Passage for review –
▬▬▬

Mixing modes within a workflow

Real workflows almost always mix modes. Each @workflow.step(...) decorator picks its own mode independently.

@workflow.step("plan")           # in-process (default)
async def plan(brief: str) -> dict:
    """Pure orchestration step — runs inline on worker."""
    return await agent.plan(brief)

@workflow.step(
    "build_site",
    sandbox_mode=SandboxMode.PER_RUN,
    security_profile_ref="customer-portfolio",
    cli_agent="claude-code",
)                                # CLI-agent mode
async def build_site(plan: dict) -> str:
    """Sandbox + identity + CLI agent + artifact dest."""
    return await dispatch_cli(plan)

@workflow.step("summarise")      # in-process (default)
async def summarise(artifact_path: str) -> str:
    """Pure orchestration."""
    return await agent.summarise_changes(artifact_path)

Worked example: build a customer's portfolio site

A typical in-process → CLI-agent → sandboxed → in-process pipeline:

Step 1 — receive_brief                                 in-process
  Input: customer's natural-language brief
  Reads: workflow input
  LLM call: "extract structured requirements" (cheap planning model,
            operator-side keys)
  Output: JSON {style, sections, target_repo, ...}
  Cost: ~500ms

Step 2 — scaffold                                      CLI-agent
  Input: requirements JSON, target repo URL
  Acquires: sandbox (image variant claude-code)
  Identity profile "portfolio-customer-X" injected:
    ANTHROPIC_API_KEY (Claude Code uses)
    GITHUB_TOKEN (push artifact)
  Tool runner spawns Claude Code:
    claude-code run --prompt="scaffold Next.js site per JSON brief"
  Claude Code calls Anthropic, edits /workspace
  On completion: git push origin main → customer's repo
  Cost: ~5–15 min, customer-side LLM tokens (Claude Sonnet)

Step 3 — verify                                        sandboxed
  Input: target repo URL (just-pushed commit SHA)
  Acquires: sandbox (image variant base — no creds needed)

▬▬▬

The data –
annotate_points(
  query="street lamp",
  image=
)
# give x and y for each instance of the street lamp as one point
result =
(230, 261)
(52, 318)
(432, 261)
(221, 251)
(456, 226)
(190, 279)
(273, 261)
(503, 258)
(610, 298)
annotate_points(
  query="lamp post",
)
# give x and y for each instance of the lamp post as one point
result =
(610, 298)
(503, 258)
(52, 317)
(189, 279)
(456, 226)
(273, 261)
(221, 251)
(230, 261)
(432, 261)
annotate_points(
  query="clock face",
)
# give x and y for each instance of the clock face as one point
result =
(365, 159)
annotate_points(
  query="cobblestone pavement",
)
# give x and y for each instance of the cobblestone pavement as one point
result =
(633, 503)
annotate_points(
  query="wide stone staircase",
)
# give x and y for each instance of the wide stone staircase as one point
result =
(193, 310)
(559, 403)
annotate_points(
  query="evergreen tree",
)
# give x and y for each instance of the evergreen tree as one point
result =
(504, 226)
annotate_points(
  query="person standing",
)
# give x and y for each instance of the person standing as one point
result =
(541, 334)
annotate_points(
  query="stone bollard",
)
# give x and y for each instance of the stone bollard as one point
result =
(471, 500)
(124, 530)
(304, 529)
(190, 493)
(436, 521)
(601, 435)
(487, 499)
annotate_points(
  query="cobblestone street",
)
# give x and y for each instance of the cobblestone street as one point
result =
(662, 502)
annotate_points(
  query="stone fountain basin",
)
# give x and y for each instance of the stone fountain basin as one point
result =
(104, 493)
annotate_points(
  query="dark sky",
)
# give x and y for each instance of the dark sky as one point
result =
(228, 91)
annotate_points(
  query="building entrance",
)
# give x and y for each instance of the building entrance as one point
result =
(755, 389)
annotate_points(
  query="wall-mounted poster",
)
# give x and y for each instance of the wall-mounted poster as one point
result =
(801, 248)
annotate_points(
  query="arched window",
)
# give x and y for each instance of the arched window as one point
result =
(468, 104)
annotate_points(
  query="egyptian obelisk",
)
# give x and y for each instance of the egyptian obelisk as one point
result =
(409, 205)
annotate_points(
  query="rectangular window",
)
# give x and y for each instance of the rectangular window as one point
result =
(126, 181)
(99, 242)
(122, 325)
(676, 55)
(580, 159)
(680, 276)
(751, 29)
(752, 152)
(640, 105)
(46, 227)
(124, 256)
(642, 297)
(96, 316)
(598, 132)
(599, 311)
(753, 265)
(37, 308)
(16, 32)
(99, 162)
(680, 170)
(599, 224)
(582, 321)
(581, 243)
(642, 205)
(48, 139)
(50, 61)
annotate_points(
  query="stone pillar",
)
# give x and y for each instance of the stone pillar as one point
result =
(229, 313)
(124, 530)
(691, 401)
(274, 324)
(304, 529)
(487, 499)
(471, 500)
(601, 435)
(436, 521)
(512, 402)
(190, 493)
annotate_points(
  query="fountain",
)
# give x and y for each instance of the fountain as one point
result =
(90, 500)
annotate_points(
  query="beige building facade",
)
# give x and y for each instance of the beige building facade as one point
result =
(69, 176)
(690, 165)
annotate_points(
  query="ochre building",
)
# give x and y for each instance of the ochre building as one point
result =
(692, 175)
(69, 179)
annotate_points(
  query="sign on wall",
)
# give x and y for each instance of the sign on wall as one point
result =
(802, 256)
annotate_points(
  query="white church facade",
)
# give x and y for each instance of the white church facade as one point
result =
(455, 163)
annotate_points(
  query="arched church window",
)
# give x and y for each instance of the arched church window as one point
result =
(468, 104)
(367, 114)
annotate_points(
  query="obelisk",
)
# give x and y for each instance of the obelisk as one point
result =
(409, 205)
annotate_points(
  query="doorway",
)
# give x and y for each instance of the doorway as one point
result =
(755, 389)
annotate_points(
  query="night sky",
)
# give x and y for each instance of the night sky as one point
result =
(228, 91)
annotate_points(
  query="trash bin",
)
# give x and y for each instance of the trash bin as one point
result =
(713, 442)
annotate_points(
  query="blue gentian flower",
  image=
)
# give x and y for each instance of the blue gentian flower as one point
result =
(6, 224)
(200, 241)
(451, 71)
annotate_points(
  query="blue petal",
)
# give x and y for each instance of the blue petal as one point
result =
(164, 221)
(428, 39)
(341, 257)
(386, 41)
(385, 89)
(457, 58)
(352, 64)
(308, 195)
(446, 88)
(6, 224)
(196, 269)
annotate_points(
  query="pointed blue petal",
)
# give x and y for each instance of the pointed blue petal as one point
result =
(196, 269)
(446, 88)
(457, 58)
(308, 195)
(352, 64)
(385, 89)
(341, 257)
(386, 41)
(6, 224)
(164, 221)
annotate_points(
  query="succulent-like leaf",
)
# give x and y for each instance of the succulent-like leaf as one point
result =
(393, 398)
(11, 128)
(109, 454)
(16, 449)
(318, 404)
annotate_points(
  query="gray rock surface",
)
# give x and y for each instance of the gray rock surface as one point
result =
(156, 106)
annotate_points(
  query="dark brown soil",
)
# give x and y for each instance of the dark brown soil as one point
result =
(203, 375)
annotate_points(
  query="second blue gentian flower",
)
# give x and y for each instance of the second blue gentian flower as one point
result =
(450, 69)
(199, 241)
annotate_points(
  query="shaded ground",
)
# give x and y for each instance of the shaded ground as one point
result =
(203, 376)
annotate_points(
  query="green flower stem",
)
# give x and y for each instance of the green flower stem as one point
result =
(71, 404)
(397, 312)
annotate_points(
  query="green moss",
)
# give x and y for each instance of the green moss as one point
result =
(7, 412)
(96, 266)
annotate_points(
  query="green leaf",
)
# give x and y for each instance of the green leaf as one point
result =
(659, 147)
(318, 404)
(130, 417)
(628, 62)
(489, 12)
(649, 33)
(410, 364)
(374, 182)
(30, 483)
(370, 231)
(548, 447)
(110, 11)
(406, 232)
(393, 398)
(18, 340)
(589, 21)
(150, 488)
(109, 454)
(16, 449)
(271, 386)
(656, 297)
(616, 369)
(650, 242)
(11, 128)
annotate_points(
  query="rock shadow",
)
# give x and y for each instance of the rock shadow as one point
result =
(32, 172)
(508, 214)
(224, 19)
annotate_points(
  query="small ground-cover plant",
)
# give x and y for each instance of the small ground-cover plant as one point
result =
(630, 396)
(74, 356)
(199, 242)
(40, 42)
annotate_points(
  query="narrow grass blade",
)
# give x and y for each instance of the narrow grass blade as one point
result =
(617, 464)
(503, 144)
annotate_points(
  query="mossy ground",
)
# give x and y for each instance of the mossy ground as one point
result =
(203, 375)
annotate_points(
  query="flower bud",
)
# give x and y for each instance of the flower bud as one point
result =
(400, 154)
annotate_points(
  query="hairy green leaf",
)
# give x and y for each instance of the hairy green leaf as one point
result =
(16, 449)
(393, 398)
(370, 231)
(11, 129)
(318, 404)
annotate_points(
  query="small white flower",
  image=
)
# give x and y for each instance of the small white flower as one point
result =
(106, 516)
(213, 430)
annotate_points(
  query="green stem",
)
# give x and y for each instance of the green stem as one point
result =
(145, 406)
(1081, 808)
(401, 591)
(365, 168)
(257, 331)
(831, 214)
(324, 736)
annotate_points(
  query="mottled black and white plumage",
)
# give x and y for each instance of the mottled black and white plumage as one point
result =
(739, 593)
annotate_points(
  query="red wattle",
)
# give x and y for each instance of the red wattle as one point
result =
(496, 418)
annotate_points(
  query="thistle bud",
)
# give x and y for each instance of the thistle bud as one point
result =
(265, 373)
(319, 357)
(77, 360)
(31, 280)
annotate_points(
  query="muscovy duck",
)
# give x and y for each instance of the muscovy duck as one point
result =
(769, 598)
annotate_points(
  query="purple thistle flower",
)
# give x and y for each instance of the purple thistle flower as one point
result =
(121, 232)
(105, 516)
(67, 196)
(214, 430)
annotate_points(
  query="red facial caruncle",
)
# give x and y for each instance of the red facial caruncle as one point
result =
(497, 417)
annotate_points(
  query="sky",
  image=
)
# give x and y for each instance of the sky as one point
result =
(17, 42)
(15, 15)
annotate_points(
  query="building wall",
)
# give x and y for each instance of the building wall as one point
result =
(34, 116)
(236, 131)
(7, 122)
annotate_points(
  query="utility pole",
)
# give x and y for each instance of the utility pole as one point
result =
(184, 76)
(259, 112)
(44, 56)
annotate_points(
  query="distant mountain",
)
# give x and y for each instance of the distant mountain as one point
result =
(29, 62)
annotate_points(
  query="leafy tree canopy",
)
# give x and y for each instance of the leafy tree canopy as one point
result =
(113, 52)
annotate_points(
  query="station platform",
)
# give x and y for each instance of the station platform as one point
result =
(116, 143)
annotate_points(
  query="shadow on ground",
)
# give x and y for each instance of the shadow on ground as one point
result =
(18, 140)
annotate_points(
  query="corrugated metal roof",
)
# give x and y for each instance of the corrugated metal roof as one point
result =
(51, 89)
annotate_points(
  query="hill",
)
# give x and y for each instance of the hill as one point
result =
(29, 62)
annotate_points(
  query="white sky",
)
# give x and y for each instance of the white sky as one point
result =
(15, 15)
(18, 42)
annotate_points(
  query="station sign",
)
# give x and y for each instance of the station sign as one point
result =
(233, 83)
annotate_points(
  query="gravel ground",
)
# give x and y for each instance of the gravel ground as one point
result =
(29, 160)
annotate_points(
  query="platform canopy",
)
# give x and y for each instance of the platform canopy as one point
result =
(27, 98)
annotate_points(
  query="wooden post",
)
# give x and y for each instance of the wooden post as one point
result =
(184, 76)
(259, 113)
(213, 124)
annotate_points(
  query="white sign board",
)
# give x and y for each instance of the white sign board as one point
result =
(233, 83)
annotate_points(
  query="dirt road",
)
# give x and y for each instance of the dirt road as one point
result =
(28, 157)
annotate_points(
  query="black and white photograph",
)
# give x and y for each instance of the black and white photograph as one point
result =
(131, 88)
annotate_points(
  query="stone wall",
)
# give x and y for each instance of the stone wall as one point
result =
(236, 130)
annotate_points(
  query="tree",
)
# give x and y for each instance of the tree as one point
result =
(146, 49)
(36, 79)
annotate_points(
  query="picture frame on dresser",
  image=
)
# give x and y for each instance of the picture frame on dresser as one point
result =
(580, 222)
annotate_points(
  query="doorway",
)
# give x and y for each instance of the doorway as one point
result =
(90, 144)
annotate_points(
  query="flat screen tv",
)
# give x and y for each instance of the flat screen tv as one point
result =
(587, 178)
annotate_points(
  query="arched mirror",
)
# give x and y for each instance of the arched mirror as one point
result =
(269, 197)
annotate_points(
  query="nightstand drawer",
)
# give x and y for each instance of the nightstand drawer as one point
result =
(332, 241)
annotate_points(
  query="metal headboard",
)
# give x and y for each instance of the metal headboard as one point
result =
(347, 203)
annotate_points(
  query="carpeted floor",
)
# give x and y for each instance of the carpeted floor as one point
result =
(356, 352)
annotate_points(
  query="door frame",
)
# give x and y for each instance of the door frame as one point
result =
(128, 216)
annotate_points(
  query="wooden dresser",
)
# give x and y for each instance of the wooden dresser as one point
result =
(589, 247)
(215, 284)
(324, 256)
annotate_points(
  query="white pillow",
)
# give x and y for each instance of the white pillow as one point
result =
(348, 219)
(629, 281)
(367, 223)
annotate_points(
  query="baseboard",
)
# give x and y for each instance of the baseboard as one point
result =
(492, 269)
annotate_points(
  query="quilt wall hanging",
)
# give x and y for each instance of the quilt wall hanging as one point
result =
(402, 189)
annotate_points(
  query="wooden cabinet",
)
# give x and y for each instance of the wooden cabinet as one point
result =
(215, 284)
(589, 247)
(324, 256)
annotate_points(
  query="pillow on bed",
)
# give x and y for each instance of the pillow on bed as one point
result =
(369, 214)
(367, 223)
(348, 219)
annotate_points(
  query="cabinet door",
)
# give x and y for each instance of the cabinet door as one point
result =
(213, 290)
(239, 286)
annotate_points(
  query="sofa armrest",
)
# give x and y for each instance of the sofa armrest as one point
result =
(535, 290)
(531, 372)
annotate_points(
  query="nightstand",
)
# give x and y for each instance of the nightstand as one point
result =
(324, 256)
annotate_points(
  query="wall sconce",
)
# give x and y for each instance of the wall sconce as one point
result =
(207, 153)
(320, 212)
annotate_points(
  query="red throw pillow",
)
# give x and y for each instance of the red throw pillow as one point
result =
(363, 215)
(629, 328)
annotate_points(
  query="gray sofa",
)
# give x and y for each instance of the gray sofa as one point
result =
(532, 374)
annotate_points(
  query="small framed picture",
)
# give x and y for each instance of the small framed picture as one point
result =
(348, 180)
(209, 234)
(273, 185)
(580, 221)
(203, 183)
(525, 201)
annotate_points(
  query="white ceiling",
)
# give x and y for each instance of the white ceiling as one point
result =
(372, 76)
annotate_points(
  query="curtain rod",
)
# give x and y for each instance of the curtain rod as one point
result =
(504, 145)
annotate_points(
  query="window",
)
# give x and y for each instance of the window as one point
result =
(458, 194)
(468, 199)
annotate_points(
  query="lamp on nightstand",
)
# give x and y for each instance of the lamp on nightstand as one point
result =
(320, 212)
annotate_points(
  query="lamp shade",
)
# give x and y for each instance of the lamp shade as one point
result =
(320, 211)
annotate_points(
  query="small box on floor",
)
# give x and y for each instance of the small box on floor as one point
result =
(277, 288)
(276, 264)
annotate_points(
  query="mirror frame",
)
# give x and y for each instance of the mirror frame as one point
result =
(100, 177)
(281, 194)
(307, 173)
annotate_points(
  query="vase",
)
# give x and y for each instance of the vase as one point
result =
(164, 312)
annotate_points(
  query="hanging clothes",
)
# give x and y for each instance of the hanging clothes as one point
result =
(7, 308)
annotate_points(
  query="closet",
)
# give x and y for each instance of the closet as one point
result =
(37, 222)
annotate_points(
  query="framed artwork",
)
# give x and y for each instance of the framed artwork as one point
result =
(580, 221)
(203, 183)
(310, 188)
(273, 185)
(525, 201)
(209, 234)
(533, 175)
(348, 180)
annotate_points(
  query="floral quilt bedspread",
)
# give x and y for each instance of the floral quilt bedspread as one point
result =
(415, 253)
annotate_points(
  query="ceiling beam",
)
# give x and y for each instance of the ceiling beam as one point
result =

▬▬▬

Your task – From the workflow-modes text, copy the part that begins at the words "Step 2 — scaffold" and ends after the words "(Claude Code uses)".

Written reply –
Step 2 — scaffold                                      CLI-agent
  Input: requirements JSON, target repo URL
  Acquires: sandbox (image variant claude-code)
  Identity profile "portfolio-customer-X" injected:
    ANTHROPIC_API_KEY (Claude Code uses)